Thesiger
A Biography of Wilfred Thesiger
by Michael Asher
(Penguin Books)
608pp ISBN 0140147497
Thesiger was still alive when Asher visited him during the writing of this biography. He did not meet the (then) 82-year-old in a Nursing Home or comfortable British bungalow, but in a cabin in Kenya’s bush land, living without electricity or running water.
The book tells the story of a remarkable life. Thesiger was born in Abyssinia (today’s Ethiopia) and at ten month's old was already travelling - on a sling slung together between two mules. He grew up in the Abyssinian imperial court, before moving to England. However, he returned to Abyssinia after receiving the personal invitation of the Emporer Haile Selassie to attend his coronation. This was to prove the start of his real travels, and he went on explore the Awash River and the Aussa Sultanate.
During the war he fought in Abyssinia, winning the DSO for capturing 2,500 Italian prisoners – and it was not till years later he found he had been injured during this period, when a surgeon dug a piece of shrapnel out of his leg. After fighting in Abyssinia, he joined the newly formed SAS, fighting behind enemy lines, driving into German camps at night and machine gunning their tents.
:::
### Exercise prompt
Sum up the review of the Thesiger biography in two sentences. Rely only on the review to complete the tasks.

(Entries from a data source)
:::
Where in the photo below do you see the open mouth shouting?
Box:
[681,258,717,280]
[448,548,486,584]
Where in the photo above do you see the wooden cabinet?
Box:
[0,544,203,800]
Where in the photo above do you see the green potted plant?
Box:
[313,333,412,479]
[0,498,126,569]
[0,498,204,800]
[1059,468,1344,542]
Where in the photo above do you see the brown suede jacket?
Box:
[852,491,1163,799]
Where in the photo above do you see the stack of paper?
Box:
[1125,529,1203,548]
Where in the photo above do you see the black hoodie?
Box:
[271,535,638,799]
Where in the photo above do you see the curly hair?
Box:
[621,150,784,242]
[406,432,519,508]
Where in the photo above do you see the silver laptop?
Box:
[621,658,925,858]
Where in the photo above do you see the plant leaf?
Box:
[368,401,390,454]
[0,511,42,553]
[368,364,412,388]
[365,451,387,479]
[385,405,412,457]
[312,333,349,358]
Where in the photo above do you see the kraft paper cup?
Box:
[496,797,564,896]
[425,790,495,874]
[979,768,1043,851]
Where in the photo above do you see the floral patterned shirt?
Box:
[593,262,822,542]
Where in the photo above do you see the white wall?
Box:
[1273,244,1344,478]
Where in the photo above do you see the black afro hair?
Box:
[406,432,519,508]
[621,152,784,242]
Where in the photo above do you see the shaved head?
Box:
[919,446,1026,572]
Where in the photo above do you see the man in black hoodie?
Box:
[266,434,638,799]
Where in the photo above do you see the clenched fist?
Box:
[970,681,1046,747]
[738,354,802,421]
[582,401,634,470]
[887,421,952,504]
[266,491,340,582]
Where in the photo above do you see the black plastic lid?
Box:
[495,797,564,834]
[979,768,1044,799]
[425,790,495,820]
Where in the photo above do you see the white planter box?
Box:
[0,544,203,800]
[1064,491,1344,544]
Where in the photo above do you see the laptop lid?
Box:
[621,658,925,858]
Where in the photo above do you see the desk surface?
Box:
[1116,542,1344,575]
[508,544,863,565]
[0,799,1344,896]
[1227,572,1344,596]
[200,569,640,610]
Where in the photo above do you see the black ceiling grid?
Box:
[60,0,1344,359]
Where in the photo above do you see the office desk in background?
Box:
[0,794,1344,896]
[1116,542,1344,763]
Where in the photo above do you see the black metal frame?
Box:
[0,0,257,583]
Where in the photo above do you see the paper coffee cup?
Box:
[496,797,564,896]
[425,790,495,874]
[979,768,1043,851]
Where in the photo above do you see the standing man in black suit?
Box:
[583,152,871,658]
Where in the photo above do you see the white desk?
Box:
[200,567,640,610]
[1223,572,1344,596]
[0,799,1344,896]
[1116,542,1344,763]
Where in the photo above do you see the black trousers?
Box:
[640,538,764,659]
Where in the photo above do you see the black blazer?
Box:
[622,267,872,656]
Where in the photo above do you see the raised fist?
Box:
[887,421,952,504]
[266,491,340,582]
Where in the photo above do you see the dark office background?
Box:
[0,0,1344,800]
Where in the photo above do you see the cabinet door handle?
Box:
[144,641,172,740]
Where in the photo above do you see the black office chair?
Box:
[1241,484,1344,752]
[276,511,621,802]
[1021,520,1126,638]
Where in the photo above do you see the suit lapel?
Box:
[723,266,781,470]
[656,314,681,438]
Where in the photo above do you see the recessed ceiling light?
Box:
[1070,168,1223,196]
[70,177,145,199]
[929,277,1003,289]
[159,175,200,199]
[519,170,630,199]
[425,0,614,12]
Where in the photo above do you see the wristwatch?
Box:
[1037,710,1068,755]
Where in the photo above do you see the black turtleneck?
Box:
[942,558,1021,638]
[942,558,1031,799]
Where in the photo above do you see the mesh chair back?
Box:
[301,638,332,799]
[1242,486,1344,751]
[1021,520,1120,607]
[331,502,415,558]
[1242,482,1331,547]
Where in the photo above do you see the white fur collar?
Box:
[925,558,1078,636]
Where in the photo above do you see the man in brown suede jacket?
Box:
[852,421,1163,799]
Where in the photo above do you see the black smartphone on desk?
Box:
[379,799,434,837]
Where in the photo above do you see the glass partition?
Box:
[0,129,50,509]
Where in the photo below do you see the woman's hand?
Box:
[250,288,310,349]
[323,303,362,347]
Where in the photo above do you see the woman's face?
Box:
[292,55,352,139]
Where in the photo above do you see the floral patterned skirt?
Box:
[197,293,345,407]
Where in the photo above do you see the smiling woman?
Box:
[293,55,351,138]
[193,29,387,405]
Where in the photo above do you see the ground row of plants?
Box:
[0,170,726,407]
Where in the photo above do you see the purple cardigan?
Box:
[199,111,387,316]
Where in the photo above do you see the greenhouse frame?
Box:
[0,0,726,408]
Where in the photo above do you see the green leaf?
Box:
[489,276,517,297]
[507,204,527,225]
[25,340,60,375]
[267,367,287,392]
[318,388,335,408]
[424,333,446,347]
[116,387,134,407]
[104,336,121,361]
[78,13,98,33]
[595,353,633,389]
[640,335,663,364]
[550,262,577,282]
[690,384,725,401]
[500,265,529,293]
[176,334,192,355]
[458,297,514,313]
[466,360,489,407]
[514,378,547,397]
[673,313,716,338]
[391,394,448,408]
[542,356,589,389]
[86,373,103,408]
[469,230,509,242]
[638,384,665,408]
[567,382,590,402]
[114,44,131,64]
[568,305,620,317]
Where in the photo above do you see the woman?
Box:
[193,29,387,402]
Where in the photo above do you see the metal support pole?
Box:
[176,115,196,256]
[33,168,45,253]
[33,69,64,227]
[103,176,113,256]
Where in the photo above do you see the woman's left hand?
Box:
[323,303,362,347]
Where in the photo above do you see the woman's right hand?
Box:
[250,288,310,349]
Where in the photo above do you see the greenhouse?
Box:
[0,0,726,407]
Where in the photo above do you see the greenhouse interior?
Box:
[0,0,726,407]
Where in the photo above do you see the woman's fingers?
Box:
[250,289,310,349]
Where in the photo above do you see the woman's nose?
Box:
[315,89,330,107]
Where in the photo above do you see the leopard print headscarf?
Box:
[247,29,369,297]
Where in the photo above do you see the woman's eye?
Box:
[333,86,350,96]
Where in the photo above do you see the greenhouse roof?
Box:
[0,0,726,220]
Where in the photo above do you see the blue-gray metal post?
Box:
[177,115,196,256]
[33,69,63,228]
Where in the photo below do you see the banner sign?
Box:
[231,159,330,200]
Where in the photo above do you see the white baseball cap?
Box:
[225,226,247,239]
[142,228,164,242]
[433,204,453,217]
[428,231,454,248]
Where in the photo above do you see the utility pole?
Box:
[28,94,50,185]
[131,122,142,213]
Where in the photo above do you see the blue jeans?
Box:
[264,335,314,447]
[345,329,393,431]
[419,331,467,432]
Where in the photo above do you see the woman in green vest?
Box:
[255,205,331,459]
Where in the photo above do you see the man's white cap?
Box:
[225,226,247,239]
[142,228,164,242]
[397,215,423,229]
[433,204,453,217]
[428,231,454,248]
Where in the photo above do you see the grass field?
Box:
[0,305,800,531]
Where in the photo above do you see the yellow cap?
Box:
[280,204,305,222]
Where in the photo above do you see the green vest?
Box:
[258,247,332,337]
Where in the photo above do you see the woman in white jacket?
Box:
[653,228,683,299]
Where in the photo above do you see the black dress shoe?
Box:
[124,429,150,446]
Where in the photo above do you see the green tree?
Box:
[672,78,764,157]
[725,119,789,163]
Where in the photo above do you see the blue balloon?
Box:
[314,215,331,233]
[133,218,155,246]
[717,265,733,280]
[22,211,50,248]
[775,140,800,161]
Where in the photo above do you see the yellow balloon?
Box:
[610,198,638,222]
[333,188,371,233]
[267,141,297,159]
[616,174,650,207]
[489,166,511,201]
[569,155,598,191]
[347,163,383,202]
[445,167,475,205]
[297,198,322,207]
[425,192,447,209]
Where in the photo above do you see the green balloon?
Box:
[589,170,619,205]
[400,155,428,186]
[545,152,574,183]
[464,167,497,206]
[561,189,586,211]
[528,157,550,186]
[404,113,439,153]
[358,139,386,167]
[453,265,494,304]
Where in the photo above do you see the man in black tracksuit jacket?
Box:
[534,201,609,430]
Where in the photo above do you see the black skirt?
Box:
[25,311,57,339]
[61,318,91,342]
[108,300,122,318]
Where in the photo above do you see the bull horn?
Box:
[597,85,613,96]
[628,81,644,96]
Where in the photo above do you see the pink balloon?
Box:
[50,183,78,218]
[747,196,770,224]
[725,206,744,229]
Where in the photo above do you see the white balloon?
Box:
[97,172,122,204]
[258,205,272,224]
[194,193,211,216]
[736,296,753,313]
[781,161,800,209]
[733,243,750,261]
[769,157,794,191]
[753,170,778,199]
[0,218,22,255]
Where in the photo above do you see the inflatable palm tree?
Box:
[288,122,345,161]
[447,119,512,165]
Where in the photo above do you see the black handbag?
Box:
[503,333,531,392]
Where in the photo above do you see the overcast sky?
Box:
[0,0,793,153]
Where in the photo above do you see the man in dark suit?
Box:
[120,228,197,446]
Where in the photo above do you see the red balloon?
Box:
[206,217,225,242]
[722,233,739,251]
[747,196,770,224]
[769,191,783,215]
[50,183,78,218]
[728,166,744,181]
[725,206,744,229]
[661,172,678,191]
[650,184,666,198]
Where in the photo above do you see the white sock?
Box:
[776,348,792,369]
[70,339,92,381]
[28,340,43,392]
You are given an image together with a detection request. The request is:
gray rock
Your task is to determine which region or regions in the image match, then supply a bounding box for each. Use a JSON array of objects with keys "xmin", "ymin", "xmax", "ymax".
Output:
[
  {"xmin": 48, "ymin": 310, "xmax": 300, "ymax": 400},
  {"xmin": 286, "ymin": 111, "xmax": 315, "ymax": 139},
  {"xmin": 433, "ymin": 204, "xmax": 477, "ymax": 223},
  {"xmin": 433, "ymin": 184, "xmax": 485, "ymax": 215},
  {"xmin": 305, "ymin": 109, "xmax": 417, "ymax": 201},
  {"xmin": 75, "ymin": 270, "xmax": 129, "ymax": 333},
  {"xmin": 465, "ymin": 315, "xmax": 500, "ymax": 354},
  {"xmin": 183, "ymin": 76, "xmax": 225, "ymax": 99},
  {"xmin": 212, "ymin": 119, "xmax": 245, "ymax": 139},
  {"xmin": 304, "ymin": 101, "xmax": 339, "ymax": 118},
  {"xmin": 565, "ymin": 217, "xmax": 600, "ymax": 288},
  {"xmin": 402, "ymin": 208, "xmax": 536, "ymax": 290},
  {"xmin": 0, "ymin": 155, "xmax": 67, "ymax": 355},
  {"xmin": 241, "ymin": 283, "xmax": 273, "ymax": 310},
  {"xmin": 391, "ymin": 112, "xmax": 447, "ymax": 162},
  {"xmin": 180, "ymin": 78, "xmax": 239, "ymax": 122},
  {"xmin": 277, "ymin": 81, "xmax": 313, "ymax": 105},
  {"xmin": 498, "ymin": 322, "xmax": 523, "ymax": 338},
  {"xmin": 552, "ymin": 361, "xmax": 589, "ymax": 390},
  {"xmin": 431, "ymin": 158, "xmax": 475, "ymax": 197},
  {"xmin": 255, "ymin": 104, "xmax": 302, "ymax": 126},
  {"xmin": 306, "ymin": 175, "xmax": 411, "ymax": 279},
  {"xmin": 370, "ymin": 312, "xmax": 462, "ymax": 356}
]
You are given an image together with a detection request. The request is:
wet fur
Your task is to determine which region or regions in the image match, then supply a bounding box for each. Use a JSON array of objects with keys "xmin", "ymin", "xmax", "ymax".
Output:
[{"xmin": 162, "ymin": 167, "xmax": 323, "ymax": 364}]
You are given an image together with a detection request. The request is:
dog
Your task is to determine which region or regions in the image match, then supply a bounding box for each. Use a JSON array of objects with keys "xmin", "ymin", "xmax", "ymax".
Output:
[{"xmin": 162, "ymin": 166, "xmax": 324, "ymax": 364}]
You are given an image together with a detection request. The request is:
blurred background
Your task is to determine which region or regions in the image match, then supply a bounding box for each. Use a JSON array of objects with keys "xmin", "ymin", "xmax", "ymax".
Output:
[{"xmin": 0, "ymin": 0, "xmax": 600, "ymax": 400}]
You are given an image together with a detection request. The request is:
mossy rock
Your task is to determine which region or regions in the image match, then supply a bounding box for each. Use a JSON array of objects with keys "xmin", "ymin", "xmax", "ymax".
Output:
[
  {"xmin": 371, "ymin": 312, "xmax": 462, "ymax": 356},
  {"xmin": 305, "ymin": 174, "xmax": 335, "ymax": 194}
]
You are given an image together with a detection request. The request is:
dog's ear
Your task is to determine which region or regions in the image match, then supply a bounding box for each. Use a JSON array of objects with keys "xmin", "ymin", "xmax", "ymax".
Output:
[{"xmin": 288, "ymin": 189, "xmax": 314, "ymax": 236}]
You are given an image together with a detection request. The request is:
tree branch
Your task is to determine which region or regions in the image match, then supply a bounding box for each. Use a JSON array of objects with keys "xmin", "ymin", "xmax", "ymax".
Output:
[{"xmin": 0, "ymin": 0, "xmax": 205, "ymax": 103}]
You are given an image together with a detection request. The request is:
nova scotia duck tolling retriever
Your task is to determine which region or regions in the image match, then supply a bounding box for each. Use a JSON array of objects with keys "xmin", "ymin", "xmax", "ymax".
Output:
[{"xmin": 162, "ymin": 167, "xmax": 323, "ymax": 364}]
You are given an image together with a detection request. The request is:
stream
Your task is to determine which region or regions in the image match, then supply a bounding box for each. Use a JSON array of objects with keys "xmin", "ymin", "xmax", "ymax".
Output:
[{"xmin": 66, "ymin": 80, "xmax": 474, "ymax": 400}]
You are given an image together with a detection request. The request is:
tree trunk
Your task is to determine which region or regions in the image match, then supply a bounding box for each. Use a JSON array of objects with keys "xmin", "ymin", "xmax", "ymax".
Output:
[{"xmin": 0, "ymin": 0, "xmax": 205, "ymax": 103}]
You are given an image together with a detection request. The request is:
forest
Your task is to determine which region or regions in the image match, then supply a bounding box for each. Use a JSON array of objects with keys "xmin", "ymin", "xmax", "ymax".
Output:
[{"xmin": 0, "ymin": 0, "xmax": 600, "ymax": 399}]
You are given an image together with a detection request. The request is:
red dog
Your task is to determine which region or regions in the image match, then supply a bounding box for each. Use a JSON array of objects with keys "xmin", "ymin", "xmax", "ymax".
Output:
:::
### Task response
Michael Asher's biography of Wilfred Thesiger tells the story of a remarkable life, from his birth in Abyssinia and childhood at its imperial court to his return there for Haile Selassie's coronation and his travels to the Awash River and the Aussa Sultanate. During the war, Thesiger won the DSO in Abyssinia for capturing 2,500 Italian prisoners and then fought behind enemy lines with the newly formed SAS.